• [Written problem]:
Lay out the lines of the listing below as a JSON list of strings, one string per line and no blank lines, covering only the span from the line holding "TARGET = black beak" through the end of the listing, inclusive.

• [Items]:
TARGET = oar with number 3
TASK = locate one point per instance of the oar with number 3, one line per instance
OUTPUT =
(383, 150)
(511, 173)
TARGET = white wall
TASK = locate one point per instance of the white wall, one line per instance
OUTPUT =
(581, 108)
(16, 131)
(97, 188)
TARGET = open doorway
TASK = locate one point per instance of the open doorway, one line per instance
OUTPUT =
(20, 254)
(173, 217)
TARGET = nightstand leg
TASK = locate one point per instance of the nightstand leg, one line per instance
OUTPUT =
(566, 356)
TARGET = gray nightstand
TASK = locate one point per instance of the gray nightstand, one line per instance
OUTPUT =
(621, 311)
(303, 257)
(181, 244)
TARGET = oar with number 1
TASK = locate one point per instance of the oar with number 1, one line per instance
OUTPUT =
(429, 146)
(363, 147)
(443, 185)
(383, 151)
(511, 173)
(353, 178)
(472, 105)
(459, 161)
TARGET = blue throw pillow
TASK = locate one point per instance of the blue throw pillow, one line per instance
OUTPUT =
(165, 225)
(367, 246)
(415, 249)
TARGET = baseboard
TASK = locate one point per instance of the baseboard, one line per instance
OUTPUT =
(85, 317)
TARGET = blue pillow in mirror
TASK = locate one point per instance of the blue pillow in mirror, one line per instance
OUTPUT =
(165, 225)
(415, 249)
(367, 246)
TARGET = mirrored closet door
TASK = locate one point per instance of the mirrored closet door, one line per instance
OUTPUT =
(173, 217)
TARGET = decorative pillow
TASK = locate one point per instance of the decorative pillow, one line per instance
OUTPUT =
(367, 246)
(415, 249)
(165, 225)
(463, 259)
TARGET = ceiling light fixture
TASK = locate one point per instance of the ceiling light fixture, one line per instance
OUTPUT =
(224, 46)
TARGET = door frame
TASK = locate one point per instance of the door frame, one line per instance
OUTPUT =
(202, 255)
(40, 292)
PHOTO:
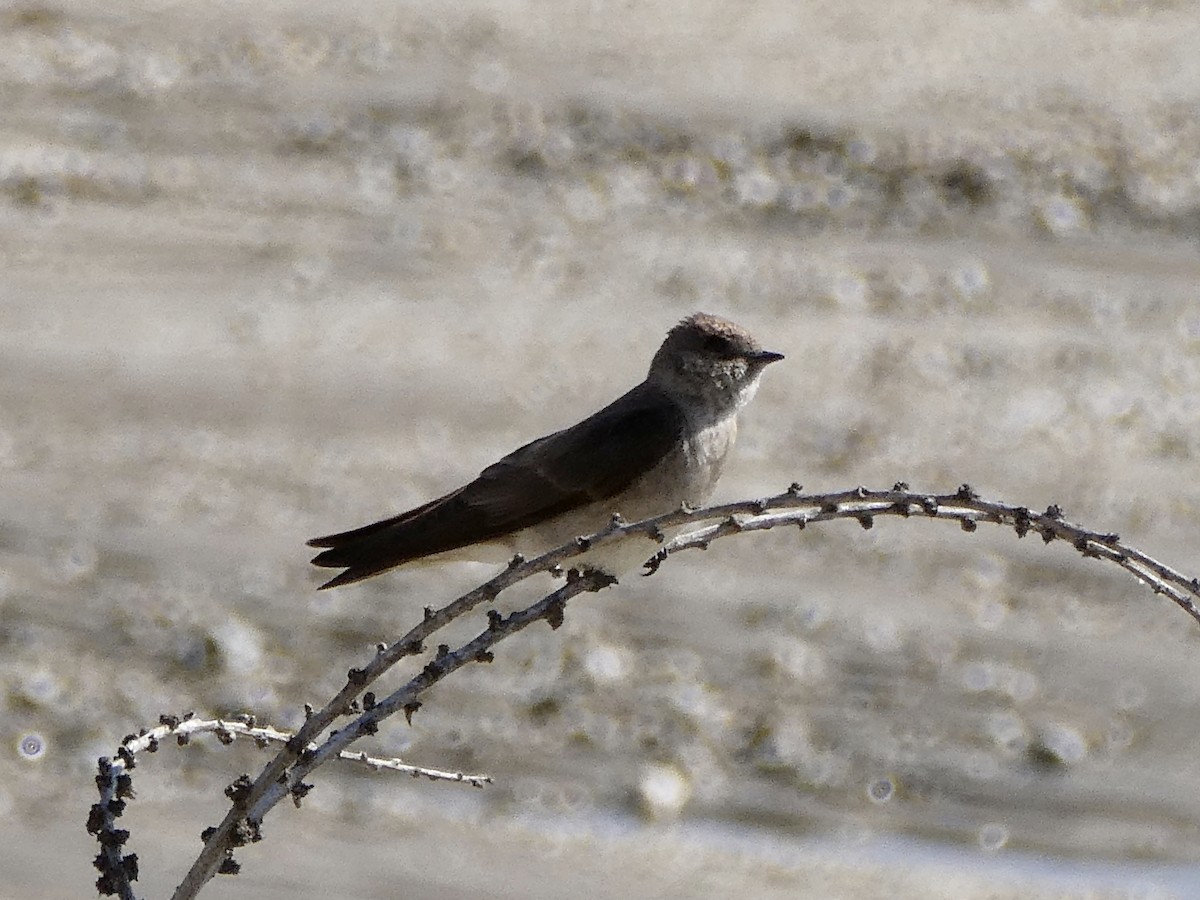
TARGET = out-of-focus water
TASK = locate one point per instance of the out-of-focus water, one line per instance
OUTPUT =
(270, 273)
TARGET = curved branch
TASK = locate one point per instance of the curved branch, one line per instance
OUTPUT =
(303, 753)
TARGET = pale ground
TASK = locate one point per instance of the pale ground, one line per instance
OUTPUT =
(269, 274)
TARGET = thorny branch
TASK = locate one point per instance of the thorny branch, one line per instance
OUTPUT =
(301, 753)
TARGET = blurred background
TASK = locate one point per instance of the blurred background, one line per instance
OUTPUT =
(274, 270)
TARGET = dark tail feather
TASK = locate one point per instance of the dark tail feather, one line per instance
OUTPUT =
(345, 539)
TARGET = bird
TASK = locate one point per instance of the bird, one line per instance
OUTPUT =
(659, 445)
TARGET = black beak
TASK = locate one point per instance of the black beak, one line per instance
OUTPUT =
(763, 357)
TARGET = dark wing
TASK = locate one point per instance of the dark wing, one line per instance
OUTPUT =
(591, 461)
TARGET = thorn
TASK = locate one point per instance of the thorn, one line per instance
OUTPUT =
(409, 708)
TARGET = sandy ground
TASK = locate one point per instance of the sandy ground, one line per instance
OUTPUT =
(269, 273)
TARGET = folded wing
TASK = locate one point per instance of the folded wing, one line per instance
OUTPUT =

• [Task solution]:
[
  "TARGET = black beak",
  "TASK = locate one point per instance of the black beak, one line per instance",
  "OUTPUT =",
  "(763, 357)",
  "TARGET = dark wing",
  "TASK = locate one point per instance of the dark wing, one line per instance",
  "OUTPUT =",
  "(591, 461)",
  "TARGET = thorn",
  "TASK = locate one point per instance of the thorn, one line per instance",
  "OUTPUT =",
  "(409, 708)",
  "TARGET = sandy ground",
  "TASK = locate one point per instance of the sandy ground, one line per instance",
  "OUTPUT =",
  "(269, 273)",
  "TARGET = folded wing",
  "TASK = locate one point per instance of the folded wing, one line per instance",
  "OUTPUT ="
]